Provided text:
April 21, 2010
Mr. H. Roger Schwall
Assistant Director
Division of Corporation Finance
Securities and Exchange Commission
Mail Stop 7010
100 F Street, N.E.
Washington, D.C. 20549
Re: Global Geophysical Services, Inc.
Amendment No. 4 to Form S-1
Filed April 6, 2010
Amendment No. 5 to Form S-1
Filed April 15, 2010
File No. 333-162540
Dear Mr. Schwall:
Global Geophysical Services, Inc. (the “Company”), hereby submits the following responses to your letter dated April 19, 2010, containing comments from the staff (the “Staff”) of the Securities and Exchange Commission (the “Commission”) relating to the Company’s Amendment No. 4 to Form S-1 filed with the Commission on April 6, 2010 and Amendment No. 5 to Form S-1 filed with the Commission on April 16, 2010 (File No. 333-162540). For your convenience, the Company has reproduced your comments in this letter in bold italics typeface, and has made its corresponding responses below the applicable comment in normal typeface. Page references contained in the Company’s responses are to the amended pages of the prospectus that are being submitted to the Staff on a supplemental basis with this letter. The Company respectfully requests that the Staff advise the Company at its earliest convenience whether the Company’s responses adequately address each of the Staff’s comments.

Material:
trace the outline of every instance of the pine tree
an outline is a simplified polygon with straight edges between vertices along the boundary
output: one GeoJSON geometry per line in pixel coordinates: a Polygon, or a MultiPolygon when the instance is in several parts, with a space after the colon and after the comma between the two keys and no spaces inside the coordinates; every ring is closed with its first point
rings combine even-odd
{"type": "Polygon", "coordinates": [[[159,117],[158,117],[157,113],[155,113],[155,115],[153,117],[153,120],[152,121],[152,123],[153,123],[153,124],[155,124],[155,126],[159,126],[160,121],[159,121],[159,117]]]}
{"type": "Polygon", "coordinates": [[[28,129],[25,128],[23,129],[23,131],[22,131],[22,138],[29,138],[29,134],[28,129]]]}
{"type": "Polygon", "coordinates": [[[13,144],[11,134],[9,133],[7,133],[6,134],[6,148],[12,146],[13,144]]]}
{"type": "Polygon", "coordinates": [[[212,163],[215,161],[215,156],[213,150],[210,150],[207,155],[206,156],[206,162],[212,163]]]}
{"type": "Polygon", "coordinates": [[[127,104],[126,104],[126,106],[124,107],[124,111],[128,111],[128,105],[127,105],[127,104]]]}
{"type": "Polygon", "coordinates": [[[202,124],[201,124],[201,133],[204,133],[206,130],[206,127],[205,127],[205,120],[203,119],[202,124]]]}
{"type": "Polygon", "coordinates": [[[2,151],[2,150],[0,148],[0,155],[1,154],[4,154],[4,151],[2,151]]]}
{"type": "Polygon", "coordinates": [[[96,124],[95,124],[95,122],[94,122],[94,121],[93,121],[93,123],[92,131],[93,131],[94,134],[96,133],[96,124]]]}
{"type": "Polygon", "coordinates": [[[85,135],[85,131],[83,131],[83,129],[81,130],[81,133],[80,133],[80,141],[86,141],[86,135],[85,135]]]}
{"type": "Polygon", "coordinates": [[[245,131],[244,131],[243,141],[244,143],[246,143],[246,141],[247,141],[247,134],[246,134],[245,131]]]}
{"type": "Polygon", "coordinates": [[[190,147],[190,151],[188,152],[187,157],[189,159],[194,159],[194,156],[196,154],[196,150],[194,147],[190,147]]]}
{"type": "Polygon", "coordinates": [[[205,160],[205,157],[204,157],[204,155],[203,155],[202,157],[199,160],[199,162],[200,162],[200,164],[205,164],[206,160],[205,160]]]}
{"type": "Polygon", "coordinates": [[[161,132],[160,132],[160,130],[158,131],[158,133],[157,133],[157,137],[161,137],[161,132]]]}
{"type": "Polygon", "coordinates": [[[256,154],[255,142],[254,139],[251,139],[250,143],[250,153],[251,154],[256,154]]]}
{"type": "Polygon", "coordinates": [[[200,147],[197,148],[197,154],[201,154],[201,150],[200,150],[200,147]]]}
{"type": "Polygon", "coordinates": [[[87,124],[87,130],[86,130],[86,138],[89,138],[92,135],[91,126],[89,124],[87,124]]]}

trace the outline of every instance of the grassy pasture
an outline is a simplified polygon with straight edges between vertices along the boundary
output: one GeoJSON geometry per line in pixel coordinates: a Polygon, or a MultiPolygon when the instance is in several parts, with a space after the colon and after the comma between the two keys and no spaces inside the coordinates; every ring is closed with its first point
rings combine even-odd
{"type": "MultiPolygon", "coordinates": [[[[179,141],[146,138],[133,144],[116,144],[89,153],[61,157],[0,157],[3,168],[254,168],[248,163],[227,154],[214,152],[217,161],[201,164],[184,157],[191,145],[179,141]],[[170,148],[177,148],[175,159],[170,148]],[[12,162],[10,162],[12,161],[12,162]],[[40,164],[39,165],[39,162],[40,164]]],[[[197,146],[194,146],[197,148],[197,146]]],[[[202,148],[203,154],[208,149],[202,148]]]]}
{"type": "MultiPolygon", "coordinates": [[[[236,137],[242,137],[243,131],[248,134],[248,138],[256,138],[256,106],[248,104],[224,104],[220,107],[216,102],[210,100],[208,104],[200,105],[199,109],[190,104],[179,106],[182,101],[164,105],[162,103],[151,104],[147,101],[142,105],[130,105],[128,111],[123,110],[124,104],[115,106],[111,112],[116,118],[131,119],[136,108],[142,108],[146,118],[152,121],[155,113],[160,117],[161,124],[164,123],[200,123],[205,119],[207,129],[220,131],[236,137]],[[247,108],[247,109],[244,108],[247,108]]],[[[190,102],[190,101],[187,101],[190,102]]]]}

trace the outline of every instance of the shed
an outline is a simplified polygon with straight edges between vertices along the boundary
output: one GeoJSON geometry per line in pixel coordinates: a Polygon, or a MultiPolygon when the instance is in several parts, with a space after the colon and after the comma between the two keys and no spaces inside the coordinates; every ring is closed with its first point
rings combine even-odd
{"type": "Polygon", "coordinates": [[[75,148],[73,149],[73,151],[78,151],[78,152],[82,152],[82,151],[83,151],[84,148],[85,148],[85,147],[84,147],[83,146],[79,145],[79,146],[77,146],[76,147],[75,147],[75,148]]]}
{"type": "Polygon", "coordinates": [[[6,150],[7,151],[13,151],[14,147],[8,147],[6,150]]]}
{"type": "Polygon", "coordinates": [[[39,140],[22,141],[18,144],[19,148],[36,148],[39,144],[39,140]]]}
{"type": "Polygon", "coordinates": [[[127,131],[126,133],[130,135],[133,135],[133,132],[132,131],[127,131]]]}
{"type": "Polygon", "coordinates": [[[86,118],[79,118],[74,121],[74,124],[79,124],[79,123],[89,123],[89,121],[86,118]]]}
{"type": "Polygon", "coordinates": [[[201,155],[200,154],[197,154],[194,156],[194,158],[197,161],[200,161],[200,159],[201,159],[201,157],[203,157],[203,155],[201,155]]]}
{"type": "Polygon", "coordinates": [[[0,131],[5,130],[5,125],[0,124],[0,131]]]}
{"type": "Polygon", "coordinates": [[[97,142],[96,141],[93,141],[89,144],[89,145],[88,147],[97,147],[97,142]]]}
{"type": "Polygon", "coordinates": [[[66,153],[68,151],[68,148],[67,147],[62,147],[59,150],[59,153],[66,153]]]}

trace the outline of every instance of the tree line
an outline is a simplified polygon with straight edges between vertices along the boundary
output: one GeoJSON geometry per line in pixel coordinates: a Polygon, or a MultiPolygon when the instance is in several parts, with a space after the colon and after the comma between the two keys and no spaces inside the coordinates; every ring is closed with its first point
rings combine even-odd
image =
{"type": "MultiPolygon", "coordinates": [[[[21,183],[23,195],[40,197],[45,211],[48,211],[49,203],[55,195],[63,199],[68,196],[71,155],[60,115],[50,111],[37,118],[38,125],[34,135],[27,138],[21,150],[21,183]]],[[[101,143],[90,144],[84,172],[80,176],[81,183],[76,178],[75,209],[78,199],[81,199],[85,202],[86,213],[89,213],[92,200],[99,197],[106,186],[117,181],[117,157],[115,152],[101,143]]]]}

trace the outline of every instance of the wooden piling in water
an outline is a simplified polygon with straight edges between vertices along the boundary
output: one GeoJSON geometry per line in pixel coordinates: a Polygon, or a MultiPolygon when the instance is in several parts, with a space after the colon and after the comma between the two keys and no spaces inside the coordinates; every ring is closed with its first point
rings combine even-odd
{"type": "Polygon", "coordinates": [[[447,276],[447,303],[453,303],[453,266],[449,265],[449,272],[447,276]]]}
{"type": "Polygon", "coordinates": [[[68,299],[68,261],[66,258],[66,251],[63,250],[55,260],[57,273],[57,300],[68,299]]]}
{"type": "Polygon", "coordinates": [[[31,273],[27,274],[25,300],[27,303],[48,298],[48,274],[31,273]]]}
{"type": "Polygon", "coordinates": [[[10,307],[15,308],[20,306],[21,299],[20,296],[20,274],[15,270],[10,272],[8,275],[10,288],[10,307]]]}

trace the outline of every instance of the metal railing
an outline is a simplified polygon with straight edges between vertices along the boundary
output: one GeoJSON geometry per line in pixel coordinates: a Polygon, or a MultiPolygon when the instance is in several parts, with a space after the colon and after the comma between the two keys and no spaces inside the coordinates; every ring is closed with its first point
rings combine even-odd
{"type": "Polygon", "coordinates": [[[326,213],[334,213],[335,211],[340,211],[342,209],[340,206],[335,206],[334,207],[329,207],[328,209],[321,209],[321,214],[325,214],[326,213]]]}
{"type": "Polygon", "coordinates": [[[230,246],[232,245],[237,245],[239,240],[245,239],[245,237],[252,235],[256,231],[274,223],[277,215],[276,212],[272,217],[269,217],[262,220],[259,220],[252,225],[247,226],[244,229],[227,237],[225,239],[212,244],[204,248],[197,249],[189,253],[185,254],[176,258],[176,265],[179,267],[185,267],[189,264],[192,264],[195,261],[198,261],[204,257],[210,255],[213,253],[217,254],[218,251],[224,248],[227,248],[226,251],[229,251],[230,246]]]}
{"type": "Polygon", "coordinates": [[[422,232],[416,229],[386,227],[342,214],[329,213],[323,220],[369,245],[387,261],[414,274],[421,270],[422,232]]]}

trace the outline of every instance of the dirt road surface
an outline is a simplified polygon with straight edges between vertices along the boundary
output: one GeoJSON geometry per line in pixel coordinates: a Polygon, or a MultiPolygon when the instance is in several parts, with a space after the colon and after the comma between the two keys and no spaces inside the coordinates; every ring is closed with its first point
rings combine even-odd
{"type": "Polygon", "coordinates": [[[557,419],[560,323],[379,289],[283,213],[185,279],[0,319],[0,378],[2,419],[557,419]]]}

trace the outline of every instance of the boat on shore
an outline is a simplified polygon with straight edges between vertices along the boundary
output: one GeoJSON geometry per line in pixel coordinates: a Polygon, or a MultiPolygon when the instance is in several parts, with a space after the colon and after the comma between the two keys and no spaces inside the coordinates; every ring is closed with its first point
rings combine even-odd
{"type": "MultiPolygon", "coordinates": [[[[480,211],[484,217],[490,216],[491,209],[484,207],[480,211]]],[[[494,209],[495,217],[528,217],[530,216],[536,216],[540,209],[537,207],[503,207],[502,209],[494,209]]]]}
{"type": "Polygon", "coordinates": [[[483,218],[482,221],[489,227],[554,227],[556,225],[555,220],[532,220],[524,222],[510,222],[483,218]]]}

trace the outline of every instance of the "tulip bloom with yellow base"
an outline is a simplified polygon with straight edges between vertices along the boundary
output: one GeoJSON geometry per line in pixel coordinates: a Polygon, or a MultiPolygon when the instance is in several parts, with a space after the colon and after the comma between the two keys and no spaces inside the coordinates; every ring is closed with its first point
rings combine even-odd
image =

--

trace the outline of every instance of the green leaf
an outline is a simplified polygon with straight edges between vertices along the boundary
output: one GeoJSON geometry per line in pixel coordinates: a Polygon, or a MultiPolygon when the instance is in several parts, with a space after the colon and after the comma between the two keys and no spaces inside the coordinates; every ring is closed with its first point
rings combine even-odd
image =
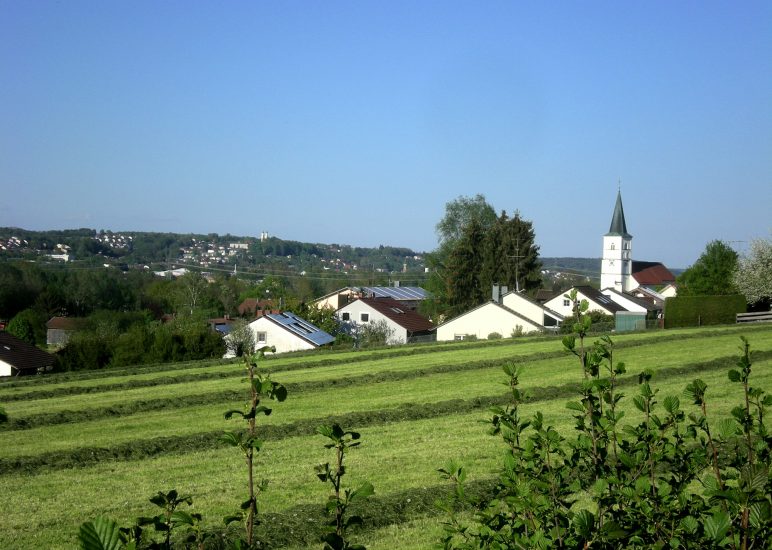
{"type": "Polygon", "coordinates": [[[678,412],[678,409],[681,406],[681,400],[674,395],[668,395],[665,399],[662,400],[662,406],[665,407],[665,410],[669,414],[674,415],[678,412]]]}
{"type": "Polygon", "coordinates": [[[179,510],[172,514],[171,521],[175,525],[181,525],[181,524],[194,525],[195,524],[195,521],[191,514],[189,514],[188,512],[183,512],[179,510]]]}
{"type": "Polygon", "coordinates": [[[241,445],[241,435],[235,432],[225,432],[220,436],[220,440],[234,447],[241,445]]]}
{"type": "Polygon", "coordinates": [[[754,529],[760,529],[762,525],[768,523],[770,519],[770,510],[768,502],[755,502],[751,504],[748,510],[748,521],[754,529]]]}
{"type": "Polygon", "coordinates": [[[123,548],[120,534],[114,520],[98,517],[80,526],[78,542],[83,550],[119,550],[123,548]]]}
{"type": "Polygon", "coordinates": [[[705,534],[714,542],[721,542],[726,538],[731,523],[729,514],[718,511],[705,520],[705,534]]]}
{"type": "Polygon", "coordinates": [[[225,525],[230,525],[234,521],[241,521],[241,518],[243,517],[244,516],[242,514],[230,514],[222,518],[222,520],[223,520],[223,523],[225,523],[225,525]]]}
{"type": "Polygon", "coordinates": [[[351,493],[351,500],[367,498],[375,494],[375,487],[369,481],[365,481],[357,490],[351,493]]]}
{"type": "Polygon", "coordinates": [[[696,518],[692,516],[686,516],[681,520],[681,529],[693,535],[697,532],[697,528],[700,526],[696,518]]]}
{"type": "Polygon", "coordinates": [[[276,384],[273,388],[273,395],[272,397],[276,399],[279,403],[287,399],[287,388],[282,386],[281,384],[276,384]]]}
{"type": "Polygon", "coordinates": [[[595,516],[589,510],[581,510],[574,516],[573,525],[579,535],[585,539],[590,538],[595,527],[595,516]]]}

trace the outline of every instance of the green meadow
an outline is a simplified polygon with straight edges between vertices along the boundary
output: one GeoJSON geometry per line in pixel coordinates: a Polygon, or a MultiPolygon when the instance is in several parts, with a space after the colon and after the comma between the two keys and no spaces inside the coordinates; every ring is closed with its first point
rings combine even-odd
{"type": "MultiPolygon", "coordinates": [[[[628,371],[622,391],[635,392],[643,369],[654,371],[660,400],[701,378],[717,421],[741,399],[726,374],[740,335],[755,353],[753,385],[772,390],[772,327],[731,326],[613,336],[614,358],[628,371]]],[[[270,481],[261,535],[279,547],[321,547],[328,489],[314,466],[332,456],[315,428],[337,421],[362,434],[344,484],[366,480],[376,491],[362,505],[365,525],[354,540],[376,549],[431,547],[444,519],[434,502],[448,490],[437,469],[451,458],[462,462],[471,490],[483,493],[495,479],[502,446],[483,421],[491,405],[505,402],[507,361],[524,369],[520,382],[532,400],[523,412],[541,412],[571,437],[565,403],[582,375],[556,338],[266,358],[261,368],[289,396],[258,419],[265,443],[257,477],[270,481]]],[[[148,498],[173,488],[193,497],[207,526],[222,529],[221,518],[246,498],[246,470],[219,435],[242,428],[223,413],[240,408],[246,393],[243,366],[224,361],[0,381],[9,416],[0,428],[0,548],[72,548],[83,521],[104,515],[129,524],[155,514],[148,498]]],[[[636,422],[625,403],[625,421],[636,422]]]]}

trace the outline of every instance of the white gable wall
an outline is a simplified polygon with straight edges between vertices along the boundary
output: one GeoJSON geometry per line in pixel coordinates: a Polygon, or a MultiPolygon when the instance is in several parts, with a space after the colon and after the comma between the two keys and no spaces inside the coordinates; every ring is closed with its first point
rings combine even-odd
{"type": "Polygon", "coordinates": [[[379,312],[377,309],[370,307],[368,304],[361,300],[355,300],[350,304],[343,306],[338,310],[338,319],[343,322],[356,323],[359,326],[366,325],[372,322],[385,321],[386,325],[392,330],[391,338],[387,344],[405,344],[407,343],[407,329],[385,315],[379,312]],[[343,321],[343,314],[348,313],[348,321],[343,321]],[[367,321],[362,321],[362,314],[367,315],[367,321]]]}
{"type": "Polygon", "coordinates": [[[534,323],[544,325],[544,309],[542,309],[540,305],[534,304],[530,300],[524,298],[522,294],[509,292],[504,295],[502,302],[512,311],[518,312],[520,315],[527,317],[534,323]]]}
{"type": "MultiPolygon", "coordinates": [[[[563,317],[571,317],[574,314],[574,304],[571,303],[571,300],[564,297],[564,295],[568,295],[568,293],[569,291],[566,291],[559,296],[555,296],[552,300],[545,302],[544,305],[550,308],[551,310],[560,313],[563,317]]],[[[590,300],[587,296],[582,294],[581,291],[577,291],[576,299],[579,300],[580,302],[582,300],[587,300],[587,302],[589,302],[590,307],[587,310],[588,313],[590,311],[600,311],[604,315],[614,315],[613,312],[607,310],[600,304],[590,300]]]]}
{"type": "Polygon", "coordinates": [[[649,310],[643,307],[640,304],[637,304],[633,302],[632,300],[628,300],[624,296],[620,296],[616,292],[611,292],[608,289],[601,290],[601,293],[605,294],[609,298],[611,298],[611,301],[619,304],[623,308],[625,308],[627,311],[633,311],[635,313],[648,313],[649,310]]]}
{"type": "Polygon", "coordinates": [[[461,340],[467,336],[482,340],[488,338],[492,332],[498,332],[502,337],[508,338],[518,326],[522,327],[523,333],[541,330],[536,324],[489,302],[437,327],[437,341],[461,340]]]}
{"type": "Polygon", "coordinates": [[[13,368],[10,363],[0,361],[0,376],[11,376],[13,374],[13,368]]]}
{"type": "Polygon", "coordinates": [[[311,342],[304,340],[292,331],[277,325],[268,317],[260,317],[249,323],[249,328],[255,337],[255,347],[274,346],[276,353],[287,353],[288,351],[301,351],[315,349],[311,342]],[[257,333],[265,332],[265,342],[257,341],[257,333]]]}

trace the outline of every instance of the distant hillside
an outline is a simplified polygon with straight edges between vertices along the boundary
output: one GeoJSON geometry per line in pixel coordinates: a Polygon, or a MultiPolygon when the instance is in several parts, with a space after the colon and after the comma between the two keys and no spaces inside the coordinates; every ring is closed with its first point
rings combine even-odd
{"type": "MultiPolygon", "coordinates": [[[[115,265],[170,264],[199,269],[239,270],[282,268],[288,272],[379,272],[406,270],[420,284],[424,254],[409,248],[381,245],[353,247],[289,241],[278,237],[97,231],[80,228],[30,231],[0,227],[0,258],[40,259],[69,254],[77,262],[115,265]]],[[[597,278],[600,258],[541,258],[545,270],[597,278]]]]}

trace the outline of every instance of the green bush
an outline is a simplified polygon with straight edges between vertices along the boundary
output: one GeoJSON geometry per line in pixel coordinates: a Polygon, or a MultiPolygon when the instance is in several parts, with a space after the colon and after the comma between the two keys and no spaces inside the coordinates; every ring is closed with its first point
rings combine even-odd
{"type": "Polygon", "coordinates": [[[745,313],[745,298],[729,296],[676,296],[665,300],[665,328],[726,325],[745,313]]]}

==

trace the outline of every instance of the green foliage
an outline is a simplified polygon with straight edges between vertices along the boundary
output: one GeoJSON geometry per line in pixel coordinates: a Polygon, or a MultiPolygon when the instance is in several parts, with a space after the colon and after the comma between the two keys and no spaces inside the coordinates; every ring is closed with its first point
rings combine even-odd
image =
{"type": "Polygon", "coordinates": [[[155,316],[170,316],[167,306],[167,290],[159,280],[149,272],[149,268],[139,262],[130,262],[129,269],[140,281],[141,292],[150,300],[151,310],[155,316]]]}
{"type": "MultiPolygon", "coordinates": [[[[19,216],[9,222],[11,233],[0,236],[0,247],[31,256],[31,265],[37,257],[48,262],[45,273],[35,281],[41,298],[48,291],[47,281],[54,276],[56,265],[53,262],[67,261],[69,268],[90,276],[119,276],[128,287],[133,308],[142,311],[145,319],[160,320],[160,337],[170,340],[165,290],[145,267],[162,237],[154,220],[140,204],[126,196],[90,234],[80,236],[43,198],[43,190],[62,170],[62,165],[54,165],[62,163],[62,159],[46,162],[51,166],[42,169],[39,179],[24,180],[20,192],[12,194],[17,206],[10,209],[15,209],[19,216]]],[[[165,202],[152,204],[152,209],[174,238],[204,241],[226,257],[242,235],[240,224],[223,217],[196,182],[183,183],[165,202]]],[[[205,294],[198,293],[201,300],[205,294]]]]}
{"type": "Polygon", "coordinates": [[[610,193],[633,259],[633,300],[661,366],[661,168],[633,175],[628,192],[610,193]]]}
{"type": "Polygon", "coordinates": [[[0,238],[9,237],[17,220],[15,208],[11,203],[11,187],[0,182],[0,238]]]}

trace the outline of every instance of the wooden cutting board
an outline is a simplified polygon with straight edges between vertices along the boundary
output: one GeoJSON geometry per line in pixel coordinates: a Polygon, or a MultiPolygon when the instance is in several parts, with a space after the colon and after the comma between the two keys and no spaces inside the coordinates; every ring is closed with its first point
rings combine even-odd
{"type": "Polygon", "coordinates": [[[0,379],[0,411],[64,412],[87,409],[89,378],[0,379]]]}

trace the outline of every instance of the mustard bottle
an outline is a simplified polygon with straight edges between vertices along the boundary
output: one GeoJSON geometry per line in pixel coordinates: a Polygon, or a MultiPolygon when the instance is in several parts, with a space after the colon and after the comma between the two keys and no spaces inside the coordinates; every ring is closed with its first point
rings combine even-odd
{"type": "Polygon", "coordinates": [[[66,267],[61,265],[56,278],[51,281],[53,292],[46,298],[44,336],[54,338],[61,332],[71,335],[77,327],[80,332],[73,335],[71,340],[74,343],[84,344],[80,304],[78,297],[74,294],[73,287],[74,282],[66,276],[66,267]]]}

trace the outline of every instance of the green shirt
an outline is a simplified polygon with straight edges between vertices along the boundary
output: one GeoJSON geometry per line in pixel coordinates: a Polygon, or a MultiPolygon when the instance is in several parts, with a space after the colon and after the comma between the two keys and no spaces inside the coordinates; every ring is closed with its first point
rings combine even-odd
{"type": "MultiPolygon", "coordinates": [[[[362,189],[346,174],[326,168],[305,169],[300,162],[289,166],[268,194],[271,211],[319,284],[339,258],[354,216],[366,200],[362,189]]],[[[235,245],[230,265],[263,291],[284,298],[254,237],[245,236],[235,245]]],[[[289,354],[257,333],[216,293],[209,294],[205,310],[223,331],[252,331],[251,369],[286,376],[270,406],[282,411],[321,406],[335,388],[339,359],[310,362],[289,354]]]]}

Task list:
1. Find every line in the entries that contains the word "wooden", matching case exactly, and copy each of those lines.
2. Continue the letter to the SEC, starting after its final sentence.
The letter to the SEC has no connection to the entries.

Outputs in order:
1.
trace the outline of every instance of the wooden piling in water
trace the outline of every instance of the wooden cutting board

2.
Use of Proceeds, page 29
1. We note that you have allocated a substantial majority of the proceeds to be raised in this offering for “Capital Expenditures and General Working Capital Purposes.” Please break out the capital expenditures portion from this amount and provide a reasonably detailed explanation of how you intend to use these funds both with and without a concurrent notes offering closing. In this regard, we note your disclosure at pages 52 and 53. Please refer to comment twelve from our letter dated November 13, 2009.
Response:
We have included additional language on pages 29 and 30 to include a discussion of our planned use of proceeds for capital expenditures, both with and without the closing of the concurrent notes offering.
2. Please also provide additional detailed disclosure regarding how you intend to use any proceeds that result from the exercise of the over-allotment option by the underwriters.
Response:
We have included a sentence on pages 29 and 30 to explain the use of proceeds arising from the possible exercise of the underwriters’ over-allotment option.
If this response does not adequately answer all of your questions, or if you have any further questions, please contact the undersigned and we will supply further detail as quickly as possible.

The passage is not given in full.